Text extract
As mentioned above, the objective of a complex agent is to act at each time step so as to maximize not the immediate reward, but the total reward it expects to receive over the future (called the expected return), which is usually a weighted sum in which later rewards are weighted less than earlier ones. Because the agent’s actions influence the environment’s state over time, maximizing expected return requires the agent to control the evolution of its environment. This is very challenging, since the agent might have to sacrifice short-term reward in order to achieve more reward over the long term. Some pains are bearable if the expected return is high enough.
The simplest RL agents attempt to achieve this objective by adjusting a policy, which is a rule that associates actions to observed environment states. A policy corresponds to a stimulus–response (S-R) rule of animal learning theory. But RL is not restricted to simple S-R agents: more complex RL agents learn models of their environments that they can use to make plans about how to act appropriately. This entails the capacity to predict and choose between alternative courses of action.

Supplied material
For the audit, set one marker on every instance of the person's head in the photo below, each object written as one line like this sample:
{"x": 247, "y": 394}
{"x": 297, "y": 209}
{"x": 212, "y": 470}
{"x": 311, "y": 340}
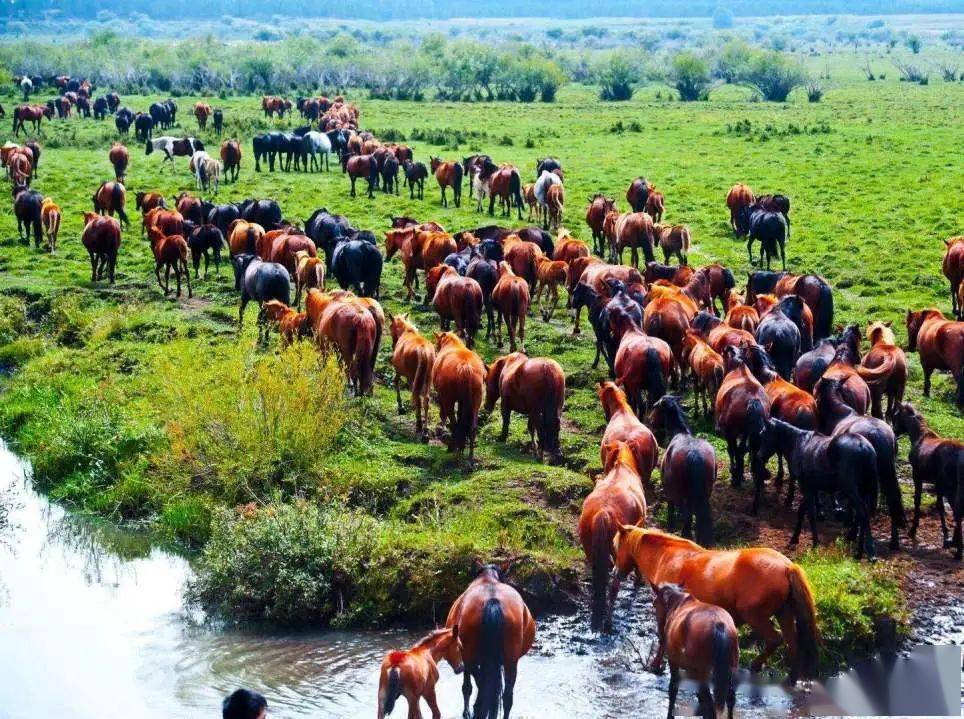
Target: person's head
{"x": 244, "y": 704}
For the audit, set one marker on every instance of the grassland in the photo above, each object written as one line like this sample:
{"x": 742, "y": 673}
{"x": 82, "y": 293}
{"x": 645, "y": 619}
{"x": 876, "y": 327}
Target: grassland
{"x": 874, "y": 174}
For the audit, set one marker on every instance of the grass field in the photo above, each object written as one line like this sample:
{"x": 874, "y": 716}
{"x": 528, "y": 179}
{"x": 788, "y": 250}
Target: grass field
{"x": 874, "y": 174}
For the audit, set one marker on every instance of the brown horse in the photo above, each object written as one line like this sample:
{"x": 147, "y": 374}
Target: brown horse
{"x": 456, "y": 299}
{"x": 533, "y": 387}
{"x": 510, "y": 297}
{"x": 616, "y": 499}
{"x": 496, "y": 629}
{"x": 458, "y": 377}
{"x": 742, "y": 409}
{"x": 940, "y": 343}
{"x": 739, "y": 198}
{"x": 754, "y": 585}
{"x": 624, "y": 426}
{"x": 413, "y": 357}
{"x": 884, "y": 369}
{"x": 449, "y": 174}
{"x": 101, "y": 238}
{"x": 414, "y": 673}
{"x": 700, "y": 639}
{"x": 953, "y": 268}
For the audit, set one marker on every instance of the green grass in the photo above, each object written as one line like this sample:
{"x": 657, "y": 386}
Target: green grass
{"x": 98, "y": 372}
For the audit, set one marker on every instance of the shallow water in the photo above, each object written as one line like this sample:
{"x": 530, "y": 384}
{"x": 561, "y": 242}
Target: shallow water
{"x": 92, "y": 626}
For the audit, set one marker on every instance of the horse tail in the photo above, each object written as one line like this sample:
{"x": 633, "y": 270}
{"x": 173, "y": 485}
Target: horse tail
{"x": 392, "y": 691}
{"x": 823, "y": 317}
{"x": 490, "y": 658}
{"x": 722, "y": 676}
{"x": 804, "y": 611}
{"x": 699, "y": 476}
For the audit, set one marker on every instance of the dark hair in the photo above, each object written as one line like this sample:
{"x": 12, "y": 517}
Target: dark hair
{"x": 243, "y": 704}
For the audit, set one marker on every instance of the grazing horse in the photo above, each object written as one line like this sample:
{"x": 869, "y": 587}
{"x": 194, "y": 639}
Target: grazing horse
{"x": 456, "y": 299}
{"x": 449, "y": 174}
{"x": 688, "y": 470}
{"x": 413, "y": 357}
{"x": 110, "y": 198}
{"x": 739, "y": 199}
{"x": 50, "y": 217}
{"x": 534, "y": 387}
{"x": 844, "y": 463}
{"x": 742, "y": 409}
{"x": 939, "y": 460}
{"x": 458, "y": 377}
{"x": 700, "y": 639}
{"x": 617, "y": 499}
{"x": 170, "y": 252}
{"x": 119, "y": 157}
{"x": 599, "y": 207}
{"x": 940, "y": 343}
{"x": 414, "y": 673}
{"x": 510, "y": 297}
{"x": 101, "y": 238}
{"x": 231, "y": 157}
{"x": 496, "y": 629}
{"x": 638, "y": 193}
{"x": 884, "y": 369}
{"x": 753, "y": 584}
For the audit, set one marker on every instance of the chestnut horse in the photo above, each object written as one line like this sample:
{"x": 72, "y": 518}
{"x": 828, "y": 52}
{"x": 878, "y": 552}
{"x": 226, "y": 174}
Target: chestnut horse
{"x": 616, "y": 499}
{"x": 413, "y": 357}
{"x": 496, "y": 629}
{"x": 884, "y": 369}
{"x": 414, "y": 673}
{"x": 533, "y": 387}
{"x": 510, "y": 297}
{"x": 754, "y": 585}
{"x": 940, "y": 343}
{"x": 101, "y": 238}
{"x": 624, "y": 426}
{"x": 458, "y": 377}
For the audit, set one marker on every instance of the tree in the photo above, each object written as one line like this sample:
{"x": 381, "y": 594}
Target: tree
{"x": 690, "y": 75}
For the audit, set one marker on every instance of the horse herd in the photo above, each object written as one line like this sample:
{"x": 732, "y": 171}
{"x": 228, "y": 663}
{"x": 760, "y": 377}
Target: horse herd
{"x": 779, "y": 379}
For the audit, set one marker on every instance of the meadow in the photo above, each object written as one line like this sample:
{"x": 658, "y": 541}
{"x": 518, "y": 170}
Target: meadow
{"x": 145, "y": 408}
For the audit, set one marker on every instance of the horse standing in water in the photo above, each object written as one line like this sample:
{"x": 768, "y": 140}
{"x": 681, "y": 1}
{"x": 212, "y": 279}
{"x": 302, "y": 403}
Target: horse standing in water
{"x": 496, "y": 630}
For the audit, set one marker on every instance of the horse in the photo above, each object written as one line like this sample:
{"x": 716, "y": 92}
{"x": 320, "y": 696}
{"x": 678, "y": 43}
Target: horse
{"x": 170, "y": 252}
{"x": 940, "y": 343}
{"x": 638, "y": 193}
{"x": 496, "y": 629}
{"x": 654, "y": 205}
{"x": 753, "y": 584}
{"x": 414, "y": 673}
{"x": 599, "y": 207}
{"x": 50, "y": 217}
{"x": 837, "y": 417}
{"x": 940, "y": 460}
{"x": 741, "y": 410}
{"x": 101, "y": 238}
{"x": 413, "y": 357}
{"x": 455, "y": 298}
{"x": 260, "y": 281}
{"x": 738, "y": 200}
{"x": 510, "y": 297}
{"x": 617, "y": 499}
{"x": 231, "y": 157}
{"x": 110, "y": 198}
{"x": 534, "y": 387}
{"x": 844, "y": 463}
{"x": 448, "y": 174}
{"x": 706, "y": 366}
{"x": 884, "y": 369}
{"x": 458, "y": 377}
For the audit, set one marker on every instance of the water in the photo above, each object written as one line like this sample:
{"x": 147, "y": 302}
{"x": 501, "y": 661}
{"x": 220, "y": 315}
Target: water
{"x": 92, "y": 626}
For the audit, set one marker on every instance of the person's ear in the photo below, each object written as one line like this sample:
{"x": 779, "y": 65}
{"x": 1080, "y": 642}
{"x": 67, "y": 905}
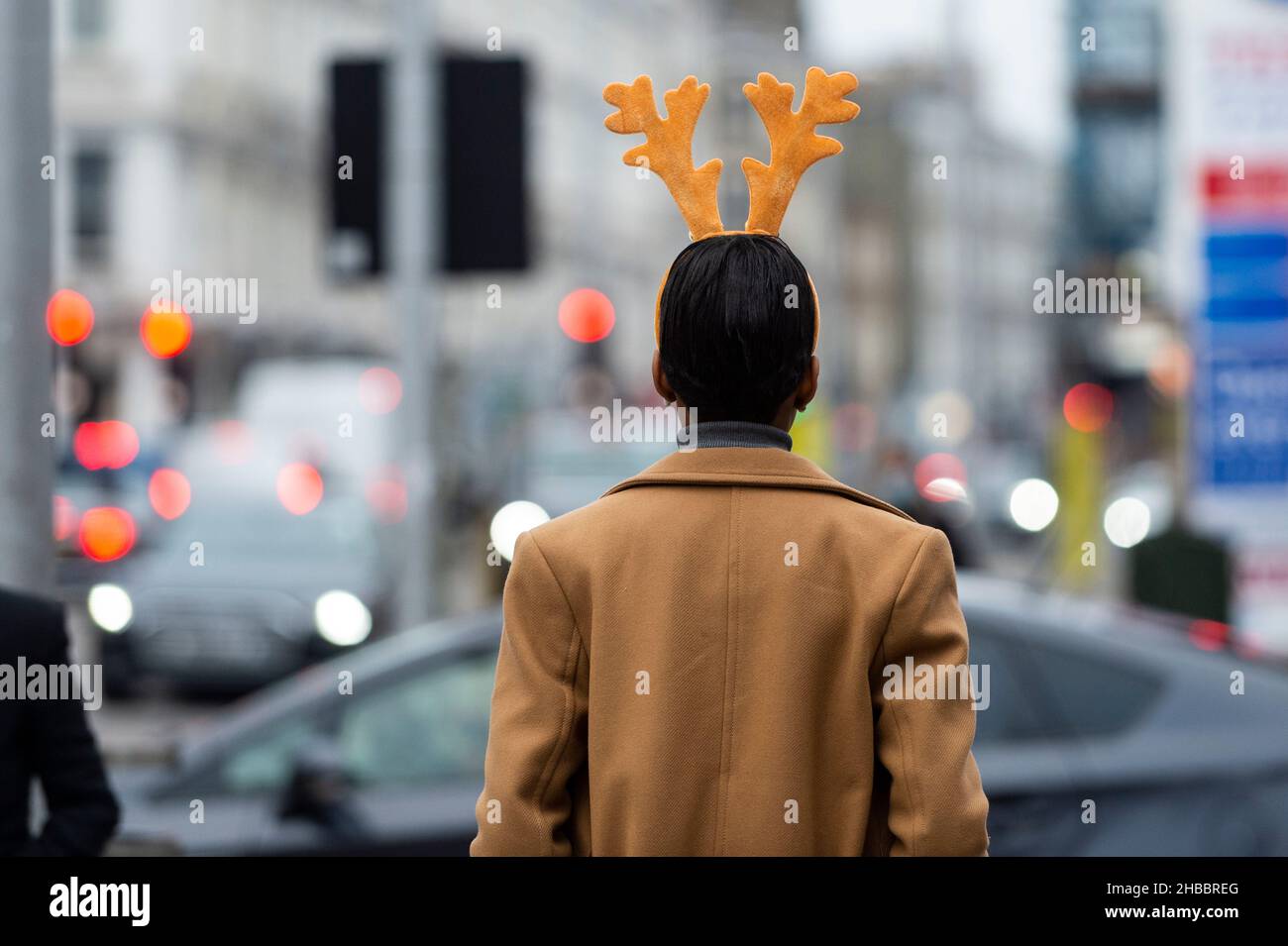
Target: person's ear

Tasks to complete
a - For the reinforcement learning passage, state whether each claim agrees with it: (i) later rewards count for less than earlier ones in the expected return; (ii) a policy is a rule linking actions to observed environment states; (iii) reinforcement learning is limited to simple stimulus–response agents. Answer yes or no for each and quote the words that decide it.
b - Carry the reinforcement learning passage forward from its final sentence.
The rows are drawn from a separate source.

Written responses
a -
(i) Yes: "later rewards are weighted less than earlier ones"
(ii) Yes: "a policy, which is a rule that associates actions to observed environment states"
(iii) No: "RL is not restricted to simple S-R agents"

b -
Analogously, RL in robotics is applied in two rather different forms depending on whether it takes place at the sensorimotor or cognitive levels. Sensorimotor adaptation is implemented by building mappings from stimuli to proper movements, while cognitive learning entails constructing symbolic representations to guide decision making. In the following two subsections, we will describe how associative S-R agents have been used to learn robot sensorimotor mappings and a body schema, respectively, whereas symbolic RL agents for learning to plan will be described in “Reinforcement Learning to Plan.” A detailed survey of the challenges and successes in the application of RL to robotics is provided in [8].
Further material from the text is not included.